_Отрывок_
===

Да, они «громили ложь», «жаждали жертв» и «шумели в столицах».
Нам сжал впервые грудь не женских ласк восторг, Не сладкий трепет страсти новой, И первую слезу из детских глаз исторг Не взгляд красавицы суровой. И что же? Где плоды всех подвигов? Кого Наш пламень грел, кому он светит? Нет нас честней и нет злосчастней никого. Но почему? О, кто ответит? Ответит Россия… если соблаговолит ответить. Ведь за «сермяжным горем», торжественными неурожаями и соболезнующей интеллигенцией скрывается еще лукавая улыбка, говорящая: «мы — крестьяне, а вы — господа, мы у себя в деревне, а вы у себя в городе». Улыбка эта не сойдет с лица русской земли, а, пожалуй, расплывется еще на целую плутовскую харю, когда образованный писатель воскликнет с горькою укоризной:
Прощай, прощай, страна невыплаканных слез! Прощай, о сфинкс! Прощай, отчизна!.. Гораздо уместнее этот пафос в городских описаниях, когда поэт говорит о празднике перед статуей Свободы или о казни молодой девушки:
Когда готов был вспыхнуть залп огней, Она ждала, молясь, чтоб вместе с ней Скончалась ночь и отлетела тьма. Впрочем, едва ли может «вспыхнуть залп огней». Не говорится также «лозунги», «губящий», и много в языке Минского уловимо и неуловимо нерусских выражений, еще больше чужой бутафории и отвлеченной схематичности, которая заставляет нас видеть в его «сермяжном горе» — «холодные слова», его — писать безвкусную и трескучую рабочую Марсельезу.
Что же дальше? Дальше мы вправе требовать горестных признаний, покаяния, исповеди. Ведь произошло непоправимое, если верить истории души, рассказанной в «гражданских песнях». Мы знаем, что значит урезывание своих надежд, прощание с родиной, и жестоко требуем, чтобы «душа сказалась», хотя бы изошла кровью… И что же? Нас встречает тот же холод. Так легко национальное заменить международным, русскую сермягу — пролетарским солнцем, землю — неземным мистицизмом?

===

Данные для указания объектов по описанию:
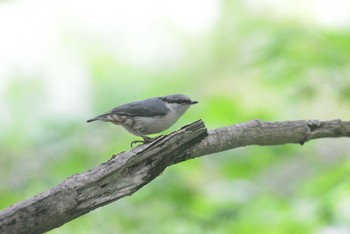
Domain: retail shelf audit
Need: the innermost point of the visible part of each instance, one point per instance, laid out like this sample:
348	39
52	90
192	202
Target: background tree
244	60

===

_Вопросы_
1 – Ответьте на вопросы по отрывку о стихах Минского:
(a) Какие два слова, по мнению автора, «не говорятся»?
(b) Перед какой статуей, согласно отрывку, проходит праздник в городских описаниях поэта?
(c) Чего, по словам автора, «мы вправе требовать» дальше?
2 – Пожалуйста, продолжите отрывок о стихах Минского с фразы, следующей за последним предложением.

_Ответы_
1 –
(a) «Лозунги» и «губящий».
(b) Перед статуей Свободы.
(c) Горестных признаний, покаяния, исповеди.

2 –
И вдруг упал мой взор На музу новую. Бледна, как привиденье, Недвижная, она стояла… Новая муза сказала поэту:
Во всем увидишь ложь, что ты считал добром, И неизбежное — в порочном и преступном? Не опьянят тебя ни гордые слова, Ни битвы грозный шум, ни нежный плач свирели, В бесцельной суете искать ты будешь цели, И рваться к небесам, и жаждать божества. Продлятся дни твои в томленьи одиноком, И будет песнь твоя досуг твой отравлять, Но я ей силу дам печалью уязвлять Сердца, застывшие в безверии глубоком. И шопот истины, как бы он ни был слаб, В ней будет слышаться сквозь крики отрицанья… О, если бы хоть здесь поэт оставил отвлеченный пафос, ему дано было бы, может быть, «уязвлять печалью сердца»! Но нет, он точно возгордился; точно и не произошло ничего; и недоверие становится каким-то злым и жестоким, чем дальше углубляешься в «молитвы новые», в «песни любви», чем лучше встречаешь стихи (а стихи действительно становятся все лучше, все легче).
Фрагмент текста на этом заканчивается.